──────── Record extracts ────────

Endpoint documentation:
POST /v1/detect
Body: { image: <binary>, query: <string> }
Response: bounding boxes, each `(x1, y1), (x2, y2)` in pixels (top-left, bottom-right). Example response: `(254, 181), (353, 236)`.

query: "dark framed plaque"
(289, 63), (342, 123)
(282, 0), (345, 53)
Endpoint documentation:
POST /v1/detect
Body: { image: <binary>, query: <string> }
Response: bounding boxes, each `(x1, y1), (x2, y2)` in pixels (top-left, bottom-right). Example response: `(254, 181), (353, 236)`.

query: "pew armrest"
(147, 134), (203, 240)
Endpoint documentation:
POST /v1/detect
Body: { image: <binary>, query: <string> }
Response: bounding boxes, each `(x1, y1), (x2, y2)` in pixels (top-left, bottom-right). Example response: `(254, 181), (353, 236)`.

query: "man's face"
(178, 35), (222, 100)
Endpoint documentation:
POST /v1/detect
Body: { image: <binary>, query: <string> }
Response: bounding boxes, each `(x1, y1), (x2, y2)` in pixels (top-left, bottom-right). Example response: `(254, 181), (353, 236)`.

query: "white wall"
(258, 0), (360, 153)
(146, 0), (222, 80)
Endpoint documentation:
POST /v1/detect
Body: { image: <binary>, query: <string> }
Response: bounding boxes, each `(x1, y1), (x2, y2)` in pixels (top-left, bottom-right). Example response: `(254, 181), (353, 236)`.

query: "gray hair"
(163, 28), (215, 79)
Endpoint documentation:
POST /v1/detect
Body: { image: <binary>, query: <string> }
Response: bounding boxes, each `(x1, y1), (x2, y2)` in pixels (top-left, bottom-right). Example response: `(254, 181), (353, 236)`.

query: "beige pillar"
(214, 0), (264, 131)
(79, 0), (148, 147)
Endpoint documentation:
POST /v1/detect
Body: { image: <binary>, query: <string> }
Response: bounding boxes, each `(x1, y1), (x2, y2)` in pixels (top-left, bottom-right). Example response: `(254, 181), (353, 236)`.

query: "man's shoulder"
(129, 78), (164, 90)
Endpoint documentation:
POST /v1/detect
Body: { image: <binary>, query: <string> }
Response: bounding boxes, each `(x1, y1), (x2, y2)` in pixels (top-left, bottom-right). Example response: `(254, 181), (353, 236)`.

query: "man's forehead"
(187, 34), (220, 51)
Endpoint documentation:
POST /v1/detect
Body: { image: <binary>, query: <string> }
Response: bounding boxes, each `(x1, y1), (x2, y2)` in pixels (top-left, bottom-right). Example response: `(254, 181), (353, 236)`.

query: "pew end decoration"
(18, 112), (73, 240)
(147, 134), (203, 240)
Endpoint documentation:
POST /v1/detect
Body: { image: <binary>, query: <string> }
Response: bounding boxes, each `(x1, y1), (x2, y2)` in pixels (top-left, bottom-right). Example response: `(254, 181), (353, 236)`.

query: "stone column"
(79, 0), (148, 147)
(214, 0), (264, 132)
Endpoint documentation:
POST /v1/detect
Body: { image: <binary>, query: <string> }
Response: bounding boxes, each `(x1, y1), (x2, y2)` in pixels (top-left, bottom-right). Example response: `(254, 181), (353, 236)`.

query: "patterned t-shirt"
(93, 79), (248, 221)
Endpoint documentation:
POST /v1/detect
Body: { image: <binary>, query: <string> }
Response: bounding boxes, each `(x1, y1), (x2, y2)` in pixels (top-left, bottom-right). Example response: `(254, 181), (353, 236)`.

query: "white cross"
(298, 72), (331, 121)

────────

- Your goal -
Please write out every row above again, substituting "API reference" for "Endpoint documentation" wherever it occurs and leaving everything else unchanged.

- Written answer -
API reference:
POST /v1/detect
Body: { image: <binary>, query: <string> }
Response: bounding boxes, each `(x1, y1), (x2, y2)` in pixels (top-left, bottom-right). Example response: `(254, 181), (353, 236)`.

query: "dark framed plaque"
(289, 63), (342, 123)
(282, 0), (345, 53)
API reference:
POST /v1/detect
Body: { image: <binary>, query: <string> }
Response: bounding boxes, each `(x1, y1), (x2, y2)` in pixels (top-left, bottom-right). Example response: `(254, 181), (353, 236)`.

query: "pew armrest"
(147, 134), (203, 240)
API reference:
POST /v1/detect
Body: { image: <binary>, query: <string> }
Response: bounding boxes, each `(x1, y1), (x2, y2)` in pixels (top-left, bottom-right). Example response: `(254, 181), (353, 236)`.

query: "man's face"
(178, 35), (222, 100)
API reference:
POST /v1/detect
Body: { image: <binary>, query: <string> }
Response: bounding boxes, each `(x1, y1), (x2, y2)` in pixels (top-left, bottom-right). Example response: `(254, 181), (353, 236)`.

query: "white wall"
(258, 0), (360, 153)
(146, 0), (222, 80)
API reference:
POST /v1/detect
Body: { image: <binary>, query: <string> }
Response: bounding boxes, each `(x1, y1), (x2, y2)` in pixels (top-left, bottom-right). Example response: `(254, 181), (353, 236)`.

query: "gray hair"
(163, 28), (215, 79)
API reference:
POST /v1/detect
Body: { image: <binary>, query: <string> }
Response: bounding boxes, each `(x1, y1), (x2, y2)` in pixels (top-left, bottom-right). Example response: `(254, 181), (353, 236)`.

query: "beige pillar"
(214, 0), (264, 131)
(79, 0), (148, 147)
API reference:
POST /v1/detect
Body: { image: <binary>, query: <string> }
Response: bounding boxes, each `(x1, y1), (x2, y2)` in pixels (top-left, bottom-right). Example response: `(254, 181), (353, 236)`.

query: "man's shoulder"
(129, 78), (164, 90)
API reference:
POST /v1/detect
Body: { image: <binary>, query: <string> }
Response: bounding boxes, each `(x1, y1), (x2, y2)` in pixels (top-left, bottom-right). Example response: `(254, 181), (353, 236)`.

query: "man's forehead"
(187, 34), (220, 51)
API reference:
POST /v1/detect
Body: { image: <binary>, query: <string> }
Response: bounding boxes, each `(x1, y1), (x2, y2)` in pixels (top-left, bottom-right). Example response: `(254, 181), (353, 236)`.

query: "pew end decoration"
(18, 112), (73, 240)
(147, 134), (203, 240)
API reference:
POST /v1/detect
Body: { image: <binary>, query: <string> }
Response: bounding boxes, each `(x1, y1), (x2, y2)` in pixels (top-left, bottom-right). Example response: `(254, 181), (353, 236)`.

query: "stone column"
(79, 0), (148, 147)
(214, 0), (264, 132)
API reference:
POST /v1/detect
Body: { image: <binary>, query: <string> }
Response: bounding boxes, each `(x1, y1), (x2, y2)` in pixels (top-left, bottom-right). Example response: `(254, 181), (353, 236)`.

query: "patterned t-shirt"
(93, 79), (248, 221)
API reference:
POST /v1/detect
Body: { image: <binary>, query: <string> }
Response: bounding boxes, each `(x1, y1), (x2, y2)` in pixels (top-left, bottom-right). Example response: `(254, 181), (353, 236)`.

query: "white cross"
(298, 72), (331, 121)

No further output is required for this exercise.